[Dataset records start]

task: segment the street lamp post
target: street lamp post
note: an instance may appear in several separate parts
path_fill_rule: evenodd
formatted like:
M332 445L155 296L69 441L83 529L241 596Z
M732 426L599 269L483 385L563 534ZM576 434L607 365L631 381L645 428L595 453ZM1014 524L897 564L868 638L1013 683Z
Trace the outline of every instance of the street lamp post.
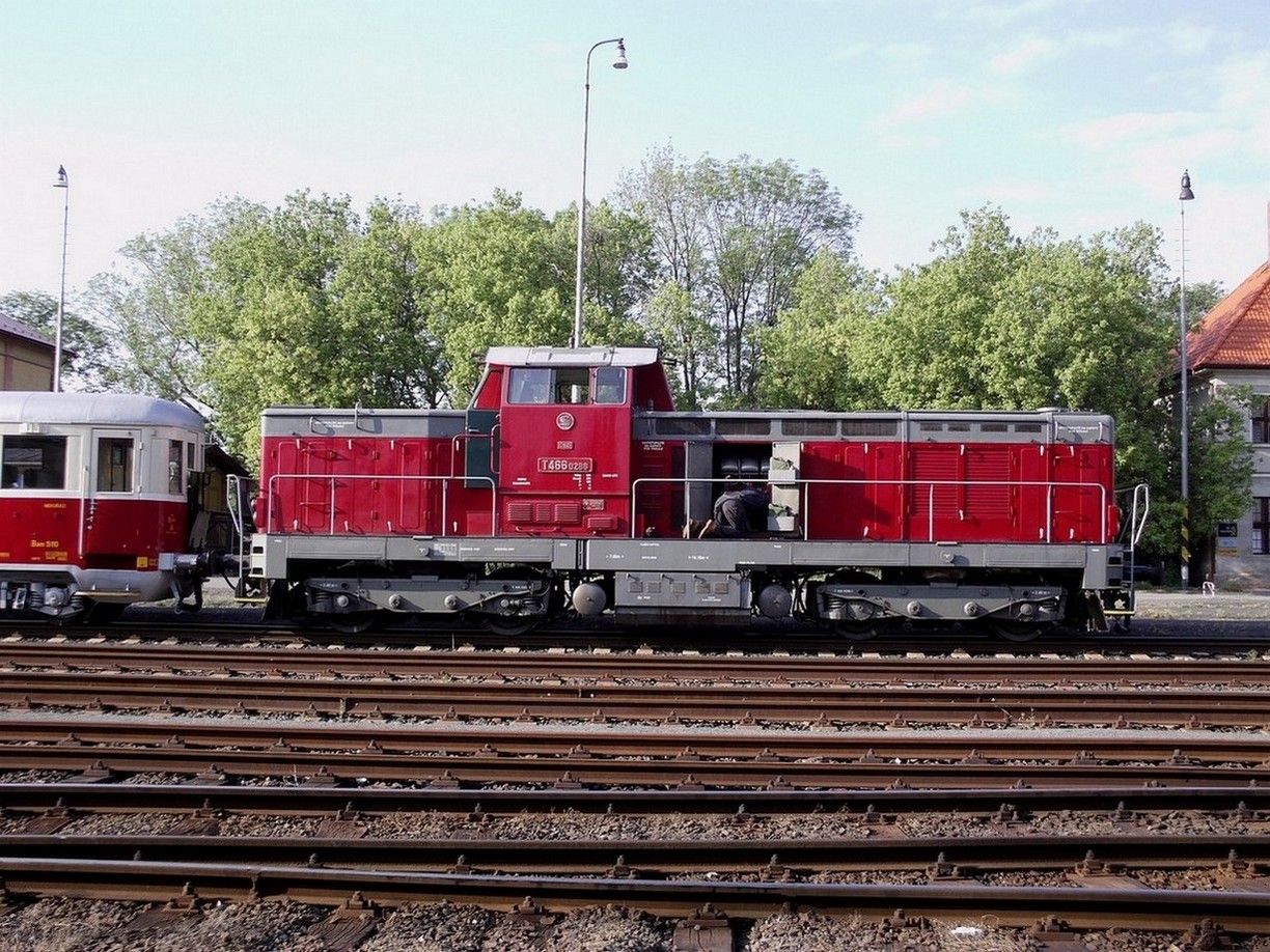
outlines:
M71 180L66 175L66 166L57 166L57 182L53 188L62 189L62 293L57 298L57 338L53 343L53 392L62 388L62 317L66 314L66 235L71 221Z
M591 118L591 55L610 43L617 43L613 69L625 70L627 66L626 41L622 37L601 39L587 51L587 81L582 98L582 198L578 201L578 270L573 283L573 345L575 348L582 347L582 269L587 255L587 123Z
M1190 586L1190 415L1189 393L1186 383L1186 203L1195 199L1195 193L1190 187L1190 169L1182 173L1182 190L1177 195L1177 207L1182 215L1182 279L1181 279L1181 317L1179 319L1177 348L1181 358L1181 395L1182 395L1182 589Z

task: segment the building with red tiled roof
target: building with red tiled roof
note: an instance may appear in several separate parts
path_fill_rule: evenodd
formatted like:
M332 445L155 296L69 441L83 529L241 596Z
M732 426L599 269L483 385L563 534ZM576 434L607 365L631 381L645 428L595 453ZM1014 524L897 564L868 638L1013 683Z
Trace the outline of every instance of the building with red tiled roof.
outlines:
M0 314L0 390L52 390L53 341Z
M1218 524L1209 572L1222 588L1270 589L1270 261L1204 316L1186 347L1196 390L1248 387L1253 393L1247 430L1252 509Z
M1270 261L1208 312L1186 347L1191 372L1270 368Z

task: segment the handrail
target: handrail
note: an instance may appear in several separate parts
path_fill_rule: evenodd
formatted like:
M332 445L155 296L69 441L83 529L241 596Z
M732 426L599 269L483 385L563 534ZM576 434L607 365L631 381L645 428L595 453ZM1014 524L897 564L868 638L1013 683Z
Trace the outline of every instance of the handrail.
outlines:
M709 482L715 484L719 480L712 476L640 476L634 482L631 482L631 538L636 538L635 533L635 495L639 491L640 484L653 484L653 482L669 482L669 484L690 484L690 482ZM970 487L970 486L1036 486L1045 487L1045 542L1050 541L1050 533L1054 526L1054 490L1058 487L1066 489L1096 489L1099 490L1100 504L1100 520L1099 520L1099 538L1106 539L1107 534L1107 489L1101 482L1059 482L1055 480L790 480L786 482L780 482L775 485L781 486L930 486L927 493L927 533L930 542L935 542L935 489L936 486L954 486L954 487ZM803 493L804 512L803 512L803 539L809 538L808 532L810 529L812 520L810 514L810 495ZM687 518L687 494L683 499L685 505L685 518Z
M276 484L278 480L328 480L330 482L330 529L326 534L335 534L335 480L345 481L358 481L358 480L411 480L418 482L441 482L441 536L448 536L448 501L450 501L450 484L455 480L480 480L489 484L490 499L489 499L489 524L490 531L494 531L498 524L498 487L494 480L489 476L466 476L466 475L444 475L444 476L375 476L375 475L343 475L343 473L304 473L304 472L276 472L269 476L268 486L268 505L265 508L265 532L273 532L273 498L276 495ZM479 486L465 486L465 489L480 489Z

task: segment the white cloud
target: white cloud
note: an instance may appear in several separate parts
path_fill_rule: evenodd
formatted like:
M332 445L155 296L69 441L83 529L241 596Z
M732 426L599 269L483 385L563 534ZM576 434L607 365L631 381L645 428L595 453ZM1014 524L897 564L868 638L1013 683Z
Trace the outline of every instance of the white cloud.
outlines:
M965 112L978 98L979 93L973 86L939 79L919 93L899 100L886 110L884 119L888 124L942 119Z
M1044 37L1029 37L1013 50L992 57L988 61L988 69L993 72L1012 75L1049 58L1055 52L1058 52L1058 44L1054 41Z

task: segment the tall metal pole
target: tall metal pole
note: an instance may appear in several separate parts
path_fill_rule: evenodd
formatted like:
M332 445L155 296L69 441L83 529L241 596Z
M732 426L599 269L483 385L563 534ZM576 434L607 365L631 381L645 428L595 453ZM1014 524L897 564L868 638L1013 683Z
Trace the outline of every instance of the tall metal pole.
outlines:
M578 269L573 282L573 347L582 347L582 273L587 260L587 126L591 121L591 55L602 46L617 43L615 70L626 69L626 41L601 39L587 51L587 79L582 94L582 197L578 199Z
M1189 385L1186 382L1186 372L1189 369L1186 359L1186 335L1190 333L1190 327L1186 324L1186 203L1195 198L1195 193L1191 192L1190 187L1190 169L1182 173L1182 190L1177 195L1177 207L1181 209L1182 216L1182 269L1181 269L1181 316L1179 319L1179 339L1180 345L1177 348L1179 355L1181 357L1181 396L1182 396L1182 546L1181 546L1181 560L1182 560L1182 589L1190 586L1190 393Z
M66 166L57 166L57 182L53 188L60 188L65 193L62 203L62 293L57 298L57 338L53 341L53 392L62 390L62 317L66 314L66 236L71 221L71 180L66 175Z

[Dataset records end]

# [Goal of the exercise]
Present every line of the entries above as a Markdown table with the columns "No." and "Line", numbering the rows in order and omitting blank lines. Leave the pictures out of the answer.

# [The reply]
| No. | Line |
|---|---|
| 1 | task: segment the street lamp post |
| 2 | target: street lamp post |
| 3 | note: an instance may appear in several separate parts |
| 4 | path_fill_rule: evenodd |
| 5 | formatted like: |
| 6 | M332 445L155 296L69 441L83 529L241 596Z |
| 7 | M732 426L599 269L483 385L563 534ZM576 434L607 365L631 381L645 428L595 453ZM1014 524L897 564L868 638L1013 683Z |
| 8 | Trace the outline of every instance of the street lamp post. |
| 9 | outlines: |
| 10 | M71 180L66 175L66 166L57 166L57 182L53 188L62 189L62 293L57 298L57 338L53 343L53 392L62 388L62 317L66 314L66 235L71 221Z |
| 11 | M591 118L591 55L610 43L617 43L613 69L625 70L627 66L626 41L622 37L601 39L587 51L587 81L582 98L582 198L578 201L578 270L573 283L573 345L575 348L582 347L582 269L587 255L587 123Z |
| 12 | M1190 586L1190 415L1189 393L1186 383L1186 203L1195 199L1195 193L1190 187L1190 169L1182 173L1182 190L1177 195L1177 207L1182 215L1182 279L1181 279L1181 317L1179 319L1177 348L1181 358L1181 395L1182 395L1182 589Z |
| 13 | task: segment the building with red tiled roof |
| 14 | target: building with red tiled roof |
| 15 | note: an instance may appear in several separate parts |
| 16 | path_fill_rule: evenodd |
| 17 | formatted like: |
| 18 | M332 445L155 296L69 441L83 529L241 596Z |
| 19 | M732 426L599 269L483 385L563 534ZM576 434L607 365L631 381L645 428L595 453ZM1014 524L897 564L868 638L1013 683Z |
| 20 | Trace the outline of every instance of the building with red tiled roof. |
| 21 | outlines: |
| 22 | M0 314L0 390L52 390L53 341Z |
| 23 | M1218 524L1209 572L1222 588L1270 589L1270 261L1204 316L1186 347L1196 390L1248 387L1253 393L1247 430L1252 509Z |
| 24 | M1270 261L1208 312L1186 347L1191 372L1270 368Z |
| 25 | task: segment the handrail |
| 26 | target: handrail |
| 27 | note: an instance may appear in several separate parts |
| 28 | path_fill_rule: evenodd |
| 29 | formatted like: |
| 30 | M332 445L155 296L69 441L83 529L241 596Z |
| 31 | M732 426L599 269L483 385L563 534ZM576 434L607 365L631 381L645 428L595 453ZM1014 524L897 564L868 638L1013 683Z |
| 32 | Trace the outline of every instance of the handrail. |
| 33 | outlines: |
| 34 | M709 482L715 484L719 480L712 476L640 476L634 482L631 482L631 538L636 538L635 533L635 495L639 491L640 484L653 484L653 482L669 482L669 484L690 484L690 482ZM970 487L970 486L1036 486L1045 487L1045 542L1050 541L1050 533L1054 526L1054 490L1058 487L1066 489L1096 489L1099 490L1100 504L1100 520L1099 520L1099 538L1106 539L1107 534L1107 489L1101 482L1059 482L1055 480L790 480L786 482L780 482L775 485L781 486L930 486L927 493L927 533L930 542L935 542L935 489L936 486L954 486L954 487ZM803 493L804 512L803 512L803 539L809 538L808 532L810 529L812 520L810 514L810 495ZM687 518L687 494L683 499L685 505L685 518Z |
| 35 | M276 484L278 480L328 480L330 482L330 529L326 534L335 534L335 480L345 481L358 481L358 480L411 480L418 482L441 482L441 536L448 536L448 501L450 501L450 484L455 480L480 480L489 484L490 499L489 499L489 524L490 531L494 531L498 524L498 487L494 480L489 476L466 476L466 475L444 475L444 476L375 476L375 475L343 475L343 473L304 473L304 472L276 472L269 476L268 486L268 505L265 508L265 532L273 532L273 498L276 495ZM479 486L465 486L465 489L480 489Z |
| 36 | task: segment the white cloud |
| 37 | target: white cloud |
| 38 | note: an instance may appear in several separate parts |
| 39 | path_fill_rule: evenodd |
| 40 | formatted like: |
| 41 | M332 445L155 296L69 441L83 529L241 596Z |
| 42 | M732 426L599 269L483 385L563 534ZM576 434L607 365L631 381L645 428L595 453ZM1014 524L897 564L868 638L1013 683Z |
| 43 | Trace the outline of every instance of the white cloud. |
| 44 | outlines: |
| 45 | M965 112L978 98L979 93L973 86L939 79L919 93L899 100L886 110L884 119L888 124L942 119Z |
| 46 | M1044 37L1029 37L1013 50L992 57L988 61L988 69L993 72L1012 75L1049 58L1055 52L1058 52L1058 44L1054 41Z |
| 47 | task: segment the tall metal pole |
| 48 | target: tall metal pole |
| 49 | note: an instance may appear in several separate parts |
| 50 | path_fill_rule: evenodd |
| 51 | formatted like: |
| 52 | M332 445L155 296L69 441L83 529L241 596Z |
| 53 | M732 426L599 269L483 385L563 534ZM576 434L607 365L631 381L645 428L595 453ZM1014 524L897 564L868 638L1013 683Z |
| 54 | Trace the outline of every instance of the tall metal pole. |
| 55 | outlines: |
| 56 | M578 269L573 282L573 347L582 347L582 273L587 260L587 126L591 121L591 55L602 46L617 43L615 70L626 69L626 41L601 39L587 51L587 79L582 94L582 197L578 199Z |
| 57 | M1189 385L1186 382L1186 372L1189 369L1186 359L1186 335L1190 333L1190 327L1186 324L1186 203L1195 198L1195 193L1191 192L1190 187L1190 169L1182 173L1182 190L1177 195L1177 207L1181 209L1182 216L1182 269L1181 269L1181 316L1179 319L1179 339L1180 345L1177 348L1179 355L1181 357L1181 396L1182 396L1182 546L1181 546L1181 560L1182 560L1182 589L1190 586L1190 393Z |
| 58 | M66 166L57 166L57 182L53 188L60 188L65 193L62 203L62 293L57 298L57 338L53 341L53 392L62 390L62 317L66 314L66 236L71 221L71 180L66 175Z |